### [TASK BRIEF]
Reproduce each of the following records verbatim, keeping every line unchanged.

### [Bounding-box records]
____
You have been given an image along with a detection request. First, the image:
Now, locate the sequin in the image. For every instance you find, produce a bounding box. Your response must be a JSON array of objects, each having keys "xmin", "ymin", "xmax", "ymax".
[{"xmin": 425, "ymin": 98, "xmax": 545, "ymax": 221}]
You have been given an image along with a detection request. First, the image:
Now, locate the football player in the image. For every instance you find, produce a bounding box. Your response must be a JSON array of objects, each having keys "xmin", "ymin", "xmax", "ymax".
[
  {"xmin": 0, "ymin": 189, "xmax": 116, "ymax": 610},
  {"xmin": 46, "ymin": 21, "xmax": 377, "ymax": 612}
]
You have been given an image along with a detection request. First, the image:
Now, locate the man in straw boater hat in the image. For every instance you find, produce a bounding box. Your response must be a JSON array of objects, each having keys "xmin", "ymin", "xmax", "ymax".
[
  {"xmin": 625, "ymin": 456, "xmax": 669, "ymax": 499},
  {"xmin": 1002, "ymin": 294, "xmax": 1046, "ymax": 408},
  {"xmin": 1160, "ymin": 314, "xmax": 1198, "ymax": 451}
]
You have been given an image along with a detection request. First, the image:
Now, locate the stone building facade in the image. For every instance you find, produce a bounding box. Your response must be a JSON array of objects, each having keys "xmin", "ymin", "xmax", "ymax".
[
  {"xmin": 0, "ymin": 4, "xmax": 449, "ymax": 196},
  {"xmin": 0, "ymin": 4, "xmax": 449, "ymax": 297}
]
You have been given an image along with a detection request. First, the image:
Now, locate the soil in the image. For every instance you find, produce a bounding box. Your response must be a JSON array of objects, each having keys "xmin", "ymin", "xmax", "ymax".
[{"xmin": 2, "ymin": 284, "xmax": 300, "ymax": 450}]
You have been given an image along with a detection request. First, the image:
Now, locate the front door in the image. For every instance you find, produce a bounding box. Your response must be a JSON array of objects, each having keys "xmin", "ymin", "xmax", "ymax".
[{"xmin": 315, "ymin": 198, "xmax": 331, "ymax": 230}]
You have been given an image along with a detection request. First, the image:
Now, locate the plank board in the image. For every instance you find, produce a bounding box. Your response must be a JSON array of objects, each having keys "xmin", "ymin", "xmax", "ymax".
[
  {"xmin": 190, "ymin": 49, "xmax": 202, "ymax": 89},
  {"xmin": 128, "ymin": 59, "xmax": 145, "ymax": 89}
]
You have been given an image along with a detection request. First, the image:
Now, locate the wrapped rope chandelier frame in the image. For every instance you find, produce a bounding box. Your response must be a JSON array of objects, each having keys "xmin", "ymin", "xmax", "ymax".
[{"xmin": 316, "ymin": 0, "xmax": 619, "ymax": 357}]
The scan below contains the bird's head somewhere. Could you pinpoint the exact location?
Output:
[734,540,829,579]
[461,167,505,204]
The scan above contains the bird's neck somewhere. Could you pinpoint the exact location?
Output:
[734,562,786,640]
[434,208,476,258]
____
### [FULL OUTPUT]
You have been given an image along with a detection request. First, the image:
Now, locate the sequin in the image. For every instance you find, produce a bounding box. Your response must be a JSON array of objects, each having keys "xmin", "ymin", "xmax", "ymax".
[{"xmin": 425, "ymin": 98, "xmax": 545, "ymax": 221}]
You have been given an image along with a detection request. First, the image:
Now, locate the football player in the image. For every instance you find, produce a bounding box. Your response must be a JSON array of objects, each having keys "xmin", "ymin", "xmax", "ymax".
[
  {"xmin": 0, "ymin": 189, "xmax": 116, "ymax": 610},
  {"xmin": 46, "ymin": 21, "xmax": 377, "ymax": 612}
]
You have been given an image along with a detection request. First, the image:
Now, locate the man in straw boater hat in the image. For every instance you find, produce a bounding box. Your response must be a JSON array of objects, each having keys "xmin", "ymin", "xmax", "ymax".
[
  {"xmin": 625, "ymin": 456, "xmax": 669, "ymax": 499},
  {"xmin": 1002, "ymin": 294, "xmax": 1046, "ymax": 408},
  {"xmin": 1160, "ymin": 314, "xmax": 1198, "ymax": 451}
]
You have been given an image along with a detection request. First, the image:
Now, locate the stone building facade in the image. For every instance you find, produce a bounding box. Your response must be a JSON array of objects, each having keys "xmin", "ymin", "xmax", "ymax".
[
  {"xmin": 0, "ymin": 4, "xmax": 449, "ymax": 196},
  {"xmin": 0, "ymin": 4, "xmax": 449, "ymax": 297}
]
You have been given an image along with a detection request. First, the image:
Now, locate the soil in the image. For every instance you find, produce a bounding box. Your response must be a JSON array of objects, each having keys "xmin", "ymin", "xmax", "ymax".
[{"xmin": 2, "ymin": 284, "xmax": 300, "ymax": 450}]
You have been given an image along with a detection request. First, the image:
Now, locate the front door in the image. For every instance you find, produce a bounding box. Your response must be a JSON array of objects, each having keys "xmin", "ymin", "xmax", "ymax".
[{"xmin": 315, "ymin": 198, "xmax": 331, "ymax": 230}]
You have been given an image along with a detection request. First, the image:
Now, locate the plank board in the image. For every instance you find, produce a bounding box. Your response must be a JSON array of objects, each having keys "xmin", "ymin", "xmax", "ymax".
[
  {"xmin": 190, "ymin": 49, "xmax": 202, "ymax": 89},
  {"xmin": 128, "ymin": 59, "xmax": 145, "ymax": 89}
]
You have been given an image along with a detection request. First, the image:
Now, locate the wrapped rope chandelier frame in the image. For every instance you find, produce a bounding box. Your response must be a JSON array of objects, each having keys "xmin", "ymin", "xmax", "ymax".
[{"xmin": 316, "ymin": 0, "xmax": 619, "ymax": 357}]
The scan below contains the bird's head somewhere. Could you pinpoint the exact location?
Output:
[734,540,829,579]
[461,167,505,204]
The scan above contains the bird's neck somewhere. Could you pinpoint the exact location?
Output:
[734,562,786,640]
[434,208,476,258]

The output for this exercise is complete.